Что сделать: Перепишите все строки ниже в CSV с двумя столбцами, «запрос» и «ответ»: каждый текст вместе с ответом к нему займет одну строку, каждое поле в кавычках, переносы строк заменены пробелами. Изображения в ответ не включайте.

Исходные данные:
****

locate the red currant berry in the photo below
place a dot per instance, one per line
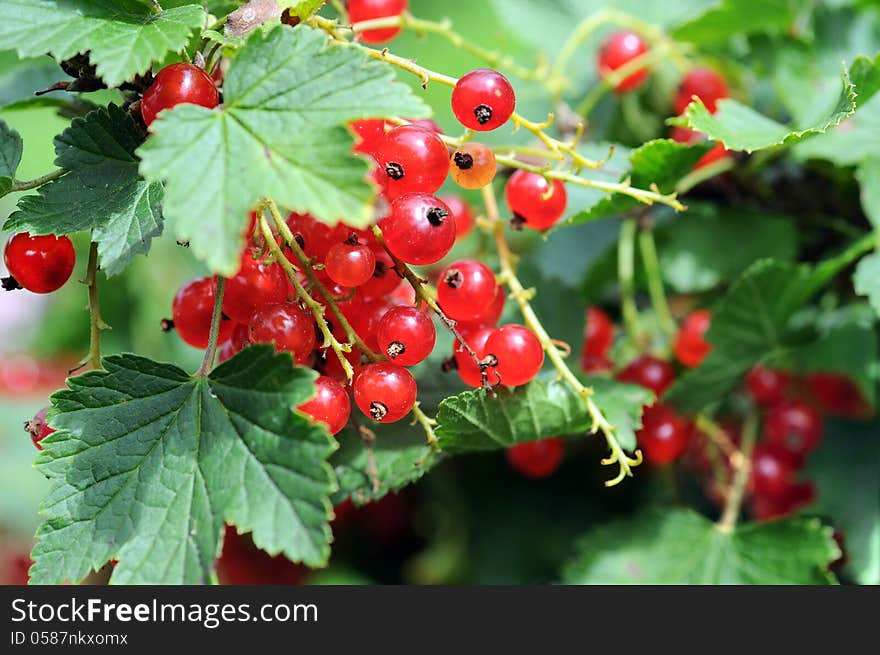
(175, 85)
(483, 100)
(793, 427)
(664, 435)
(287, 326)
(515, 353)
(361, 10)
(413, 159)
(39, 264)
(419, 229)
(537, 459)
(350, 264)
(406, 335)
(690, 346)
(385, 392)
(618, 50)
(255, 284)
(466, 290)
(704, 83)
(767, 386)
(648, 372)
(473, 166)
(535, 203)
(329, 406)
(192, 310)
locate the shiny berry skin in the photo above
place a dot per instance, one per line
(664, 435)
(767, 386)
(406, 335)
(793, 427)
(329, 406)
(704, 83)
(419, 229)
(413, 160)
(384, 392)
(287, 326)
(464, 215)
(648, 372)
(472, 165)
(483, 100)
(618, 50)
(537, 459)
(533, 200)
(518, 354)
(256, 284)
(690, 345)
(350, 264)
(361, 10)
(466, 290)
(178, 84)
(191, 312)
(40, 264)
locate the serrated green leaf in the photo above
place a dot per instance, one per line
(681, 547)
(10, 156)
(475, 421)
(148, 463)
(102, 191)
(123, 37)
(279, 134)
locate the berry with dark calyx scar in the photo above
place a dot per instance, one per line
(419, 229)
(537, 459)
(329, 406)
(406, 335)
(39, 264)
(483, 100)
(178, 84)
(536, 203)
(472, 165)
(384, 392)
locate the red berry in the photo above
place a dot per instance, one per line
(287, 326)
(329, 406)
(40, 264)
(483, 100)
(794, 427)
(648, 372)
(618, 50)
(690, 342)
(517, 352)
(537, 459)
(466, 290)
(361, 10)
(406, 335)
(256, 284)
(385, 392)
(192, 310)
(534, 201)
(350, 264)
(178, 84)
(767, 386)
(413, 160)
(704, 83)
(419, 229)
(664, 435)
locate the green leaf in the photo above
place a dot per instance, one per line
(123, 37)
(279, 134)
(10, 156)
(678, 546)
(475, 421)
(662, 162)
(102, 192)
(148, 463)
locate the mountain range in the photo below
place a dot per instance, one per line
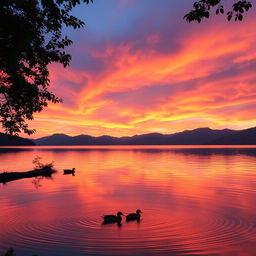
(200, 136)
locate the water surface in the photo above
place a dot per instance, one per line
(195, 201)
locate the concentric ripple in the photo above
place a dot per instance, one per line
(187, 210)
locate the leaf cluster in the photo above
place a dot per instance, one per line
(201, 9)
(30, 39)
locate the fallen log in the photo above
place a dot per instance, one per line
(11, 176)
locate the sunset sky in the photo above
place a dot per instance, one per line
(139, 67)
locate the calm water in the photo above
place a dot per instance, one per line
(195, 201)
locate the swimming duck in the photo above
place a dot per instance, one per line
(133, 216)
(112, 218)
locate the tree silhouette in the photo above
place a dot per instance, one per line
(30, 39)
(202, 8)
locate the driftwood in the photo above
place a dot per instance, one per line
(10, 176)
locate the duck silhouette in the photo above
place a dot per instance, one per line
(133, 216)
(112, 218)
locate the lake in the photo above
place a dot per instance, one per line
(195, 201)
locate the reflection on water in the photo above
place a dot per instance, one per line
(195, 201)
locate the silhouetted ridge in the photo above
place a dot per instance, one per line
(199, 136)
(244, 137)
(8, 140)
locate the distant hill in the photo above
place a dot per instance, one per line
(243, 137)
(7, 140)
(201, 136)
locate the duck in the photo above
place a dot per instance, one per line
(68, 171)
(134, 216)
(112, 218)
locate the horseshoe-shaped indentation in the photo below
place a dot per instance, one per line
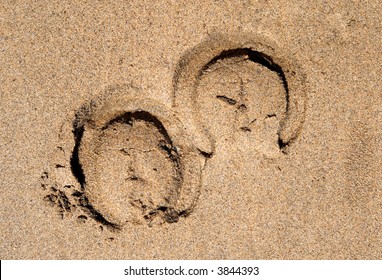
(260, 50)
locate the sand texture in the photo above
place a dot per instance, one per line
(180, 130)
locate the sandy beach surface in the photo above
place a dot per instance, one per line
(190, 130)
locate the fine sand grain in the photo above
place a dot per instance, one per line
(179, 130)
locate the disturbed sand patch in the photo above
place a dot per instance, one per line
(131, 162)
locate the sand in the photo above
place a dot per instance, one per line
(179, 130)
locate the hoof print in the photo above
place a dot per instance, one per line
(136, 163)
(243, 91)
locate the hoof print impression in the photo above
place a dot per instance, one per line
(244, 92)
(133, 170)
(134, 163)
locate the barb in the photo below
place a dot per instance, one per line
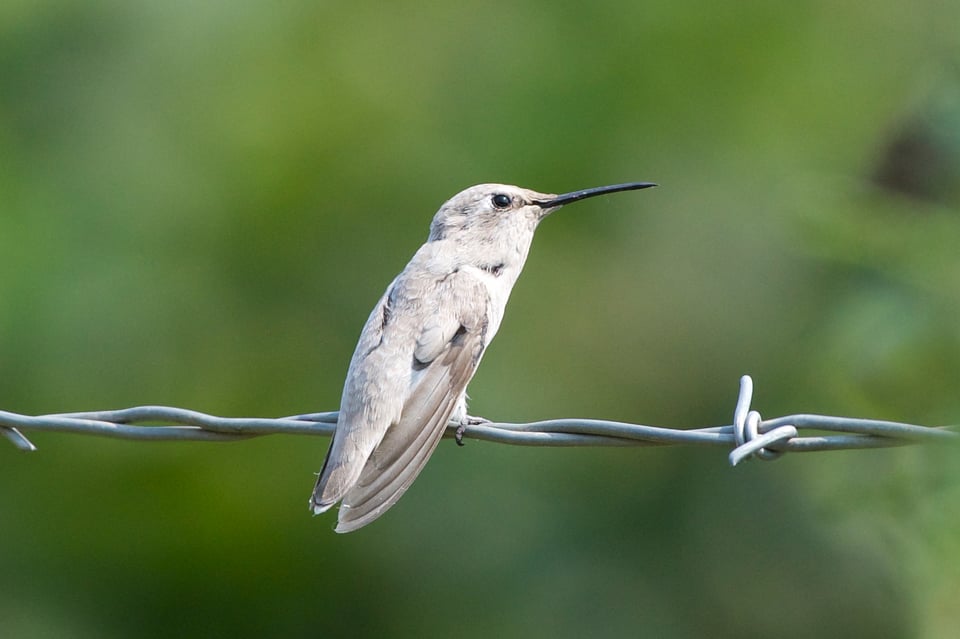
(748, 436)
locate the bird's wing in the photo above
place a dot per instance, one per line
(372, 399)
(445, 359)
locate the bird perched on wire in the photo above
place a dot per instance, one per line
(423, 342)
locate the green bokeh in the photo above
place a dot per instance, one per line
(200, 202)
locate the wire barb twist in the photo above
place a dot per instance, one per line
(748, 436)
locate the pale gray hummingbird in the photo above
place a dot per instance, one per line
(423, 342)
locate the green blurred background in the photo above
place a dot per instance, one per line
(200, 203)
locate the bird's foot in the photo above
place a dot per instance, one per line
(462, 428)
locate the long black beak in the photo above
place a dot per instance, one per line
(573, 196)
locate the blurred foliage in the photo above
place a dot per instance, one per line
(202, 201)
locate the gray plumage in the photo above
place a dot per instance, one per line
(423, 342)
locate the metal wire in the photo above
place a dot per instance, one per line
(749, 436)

****

Полное решение:
запрос,ответ
"locate the red currant berry in the photo below place a dot per instance, one per line","(175, 85) (483, 100) (793, 427) (664, 435) (287, 326) (515, 353) (361, 10) (413, 159) (39, 264) (419, 229) (537, 459) (350, 264) (406, 335) (690, 346) (385, 392) (618, 50) (255, 284) (466, 290) (704, 83) (767, 386) (648, 372) (473, 166) (535, 203) (329, 406) (192, 310)"
"locate the shiny berry skin in the photo above place a dot per instance, one per line","(664, 435) (767, 386) (406, 335) (793, 427) (329, 406) (704, 83) (419, 229) (413, 160) (384, 392) (287, 326) (464, 215) (648, 372) (472, 165) (483, 100) (618, 50) (537, 459) (533, 200) (518, 354) (256, 284) (690, 345) (350, 264) (361, 10) (466, 290) (178, 84) (191, 312) (40, 264)"
"locate the serrated green leaf in the photo above place a dot per instance, one per line","(681, 547) (10, 156) (475, 421) (148, 463) (102, 191) (123, 37) (279, 134)"
"locate the berry with dark calyx scar in the photo above place a dot per instance, one per line","(419, 229) (537, 459) (329, 406) (406, 335) (39, 264) (483, 100) (178, 84) (536, 203) (472, 165) (384, 392)"
"locate the red berry in the photo above place a dot per instance, one per line","(287, 326) (329, 406) (40, 264) (483, 100) (794, 427) (648, 372) (618, 50) (690, 342) (517, 352) (537, 459) (466, 290) (361, 10) (406, 335) (256, 284) (385, 392) (192, 310) (534, 201) (350, 264) (178, 84) (767, 386) (413, 160) (704, 83) (419, 229) (664, 435)"
"locate the green leaf in the photo above place a dot per instance, one per line","(123, 37) (279, 134) (10, 156) (678, 546) (475, 421) (662, 162) (102, 192) (148, 463)"
"locate the mountain range in the photo below place a dot per instance, one per line","(200, 136)"
"locate the water surface in the photo above place a dot per instance, one per line","(195, 201)"
"locate the concentric ripple in the photo above place a dot per instance, one per line","(187, 210)"
"locate the leaf cluster in the photo above place a dot per instance, one per line","(201, 9) (30, 39)"
"locate the fallen log in the photo above place a dot per instance, one per line","(11, 176)"
"locate the sunset sky in the photo above place a dot per instance, one per line","(139, 67)"
"locate the calm water in the photo above place a dot per instance, one per line","(195, 201)"
"locate the swimming duck in the photo above place a dot per instance, one per line","(133, 216) (112, 218)"
"locate the tree silhouette in the photo above place a dot per instance, one per line","(30, 39) (202, 8)"
"locate the driftwood in the photo above place a dot per instance, one per line","(10, 176)"
"locate the duck silhouette in the photo above place a dot per instance, one per line","(133, 216) (112, 218)"
"locate the lake in the photo above place a dot per instance, one per line","(195, 201)"
"locate the reflection on water in the photo above place a dot per instance, one per line","(195, 201)"
"locate the silhouetted ridge in the photo above place a dot per instance, one per line","(199, 136) (244, 137) (8, 140)"
"locate the distant hill in the photo above place a dot per instance, one per line","(243, 137) (7, 140) (201, 136)"
"locate the duck in the photo above place a dot per instance, one per line","(68, 171) (134, 216) (112, 218)"
"locate the horseshoe-shaped indentation in the photo below place a dot per instance, one per line","(260, 50)"
"locate the sand texture in the photo above place a dot per instance, one per line","(180, 130)"
"locate the sandy beach surface in the photo above place a dot per instance, one per line","(190, 130)"
"locate the fine sand grain in the photo above place a dot per instance, one per line","(179, 130)"
"locate the disturbed sand patch in the photo above place a dot per instance, one per line","(131, 162)"
"locate the sand in the photo above place a dot per instance, one per line","(179, 130)"
"locate the hoof print in the photo above place a dot per instance, one per line","(136, 163) (243, 91)"
"locate the hoof print impression in the photo above place a dot per instance, one per line","(244, 92) (133, 170) (134, 163)"
"locate the barb in the photo below place a dot per instance, one per line","(748, 436)"
"locate the bird's wing in the photo above place a dot per instance, one per line","(372, 399) (445, 359)"
"locate the bird perched on wire in the photo above place a dot per instance, one per line","(423, 342)"
"locate the green bokeh in the photo above place a dot per instance, one per line","(200, 202)"
"locate the wire barb twist in the photo above place a dot per instance, one per line","(748, 436)"
"locate the pale gray hummingbird in the photo above place a dot per instance, one per line","(423, 342)"
"locate the green blurred background in the photo above place a dot per instance, one per line","(200, 203)"
"locate the bird's foot in the photo above place a dot per instance, one per line","(462, 428)"
"locate the long black beak in the photo above place a dot per instance, one per line","(573, 196)"
"locate the blurred foliage in the photo above place a dot per instance, one per line","(202, 201)"
"locate the gray plumage in the photo above place a dot per instance, one per line","(423, 342)"
"locate the metal wire in the photo above place a dot per instance, one per line","(749, 436)"